» Set problem
Please output the following lines verbatim.

Labeled region records
begin

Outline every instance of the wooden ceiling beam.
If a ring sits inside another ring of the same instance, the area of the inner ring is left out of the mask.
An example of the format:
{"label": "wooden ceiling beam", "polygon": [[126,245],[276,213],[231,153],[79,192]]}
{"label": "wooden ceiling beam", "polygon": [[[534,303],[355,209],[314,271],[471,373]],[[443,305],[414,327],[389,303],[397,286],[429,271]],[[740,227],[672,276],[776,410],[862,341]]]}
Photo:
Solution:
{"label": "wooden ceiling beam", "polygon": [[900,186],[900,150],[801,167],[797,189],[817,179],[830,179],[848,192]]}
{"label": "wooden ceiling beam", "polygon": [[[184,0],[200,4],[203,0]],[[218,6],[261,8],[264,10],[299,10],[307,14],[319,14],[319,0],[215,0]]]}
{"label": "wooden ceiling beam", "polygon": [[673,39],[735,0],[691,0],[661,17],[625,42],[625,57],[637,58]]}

end

» In response
Outline every instance of the wooden ceiling beam.
If a ring sits inside another ring of the same instance, the area of the inner ring is left out of the mask.
An example of the format:
{"label": "wooden ceiling beam", "polygon": [[126,245],[276,213],[231,153],[79,192]]}
{"label": "wooden ceiling beam", "polygon": [[[534,303],[355,209],[314,271],[471,373]],[[443,305],[414,327],[389,303],[397,286],[429,271]],[[740,227],[672,276],[776,410],[862,341]]]}
Photo:
Solution:
{"label": "wooden ceiling beam", "polygon": [[900,186],[900,150],[801,167],[797,189],[817,179],[830,179],[848,192]]}
{"label": "wooden ceiling beam", "polygon": [[[184,0],[200,4],[203,0]],[[218,6],[261,8],[264,10],[299,10],[307,14],[319,14],[319,0],[215,0]]]}
{"label": "wooden ceiling beam", "polygon": [[673,39],[735,0],[691,0],[661,17],[625,42],[625,57],[637,58]]}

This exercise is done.